J’ai rencontré Mamadou lors de la soirée organisée par l’Ardhis, une association qui s’occupe des demandeurs et demandeuses d’asile et des couples binationaux. Demandeur d’asile, il m’explique qu’il vit à la rue. Depuis plusieurs mois. Parmi les centaines de demandeurs et demandeuses d’asile qui poussent chaque année la porte du Centre LGBT, j’ai choisi de vous raconter son histoire, celle d’un jeune homme rieur et courageux, l’histoire de l’homophobie, celle de sa fuite pour la survie, puis son odyssée à travers l’Afrique, avant d’arriver à Paris pour demander la protection de la France.
Mamadou C. est né en 1990 à Tambacounda, située au sud est du Sénégal. Une ville d’environ 80000 habitants au climat désertique. Mamadou parle le wolof et du fait de ses années d’errance, son français est encore fragile.
Dans son enfance, Mamadou est hébergé par sa grand mère, car ses deux parents sont décédés avant l’âge de 5 ans. Son beau père vit dans un autre quartier, avec trois enfants, deux garçons et une fille.
Adolescent, il aime jouer au basket. Il accompagne aussi souvent sa grand mère sur les marchés pour l’aider à faire les courses. À partir de 12-13 ans, Mamadou part régulièrement avec ses amis en forêt. Ils se baignent dans les mares formées par des trous creusés par des pelleteuses pour récupérer le sable pour les constructions. «C’est là-bas que j’ai commencé à faire l’amour, avec des amis du quartier. Mais en ce temps-là, on ne connaissait pas l’homosexualité. Certains garçons ne veulent pas et il faut se cacher pour faire l’amour.»
Il est souvent interpellé par ses amis du quartier: «Pourquoi tu n’as pas d’amoureuse?». Et Mamadou de rigoler et de leur dire qu’il n’est pas prêt pour les filles. «Les filles, c’est pour après. Il ne faut surtout pas dire que tu ne le fais pas avec des filles, parce qu’ils vont dire que tu es gay.»
Vers l’âge de 18 ans, en 2008, Mamadou fait la rencontre de Djibril*. Il le décrit comme plus jeune et plus petit que lui, mais il dit aussi qu’il est plus musclé, avec une peau beaucoup plus sombre. Parfois, ils se voient très souvent, parfois moins, car le père de Djibril* lui demande parfois de travailler avec lui. «J’étais fidèle mais je pense que Djibril* le faisait aussi avec d’autres garçons.» Pour Mamadou, ce n’est pas facile de traduire en français les sentiments qu’il éprouve pour Djibril. Je crois comprendre que le plus important est qu’ils se sentaient complices. Ils emportent parfois des matelas pour dormir à la belle étoile. Mamadou se souvient en riant de ces soirées où les discussions pouvaient durer des heures et des heures. Ils sont restés ensemble pendant quatre ans, jusqu’en 2012.

----

Tâches et exercices -
1) Citez fidèlement tout le passage du récit sur Mamadou, depuis « J’ai rencontré Mamadou » jusqu'à « est encore fragile. ».
2) Dans le récit sur Mamadou, relevez toutes les caractéristiques physiques ou d'âge par lesquelles Mamadou décrit Djibril en le comparant à lui-même.
3) D'après le récit sur Mamadou, en quelle année et dans quelle ville Mamadou est-il né ?

Extrait des données -
----

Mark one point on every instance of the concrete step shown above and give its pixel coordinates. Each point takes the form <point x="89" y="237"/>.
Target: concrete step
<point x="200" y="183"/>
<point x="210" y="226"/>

----

Résultats par tâche -
1)
J’ai rencontré Mamadou lors de la soirée organisée par l’Ardhis, une association qui s’occupe des demandeurs et demandeuses d’asile et des couples binationaux. Demandeur d’asile, il m’explique qu’il vit à la rue. Depuis plusieurs mois. Parmi les centaines de demandeurs et demandeuses d’asile qui poussent chaque année la porte du Centre LGBT, j’ai choisi de vous raconter son histoire, celle d’un jeune homme rieur et courageux, l’histoire de l’homophobie, celle de sa fuite pour la survie, puis son odyssée à travers l’Afrique, avant d’arriver à Paris pour demander la protection de la France.
Mamadou C. est né en 1990 à Tambacounda, située au sud est du Sénégal. Une ville d’environ 80000 habitants au climat désertique. Mamadou parle le wolof et du fait de ses années d’errance, son français est encore fragile.

2) Plus jeune, plus petit, plus musclé, avec une peau beaucoup plus sombre.

3) En 1990, à Tambacounda.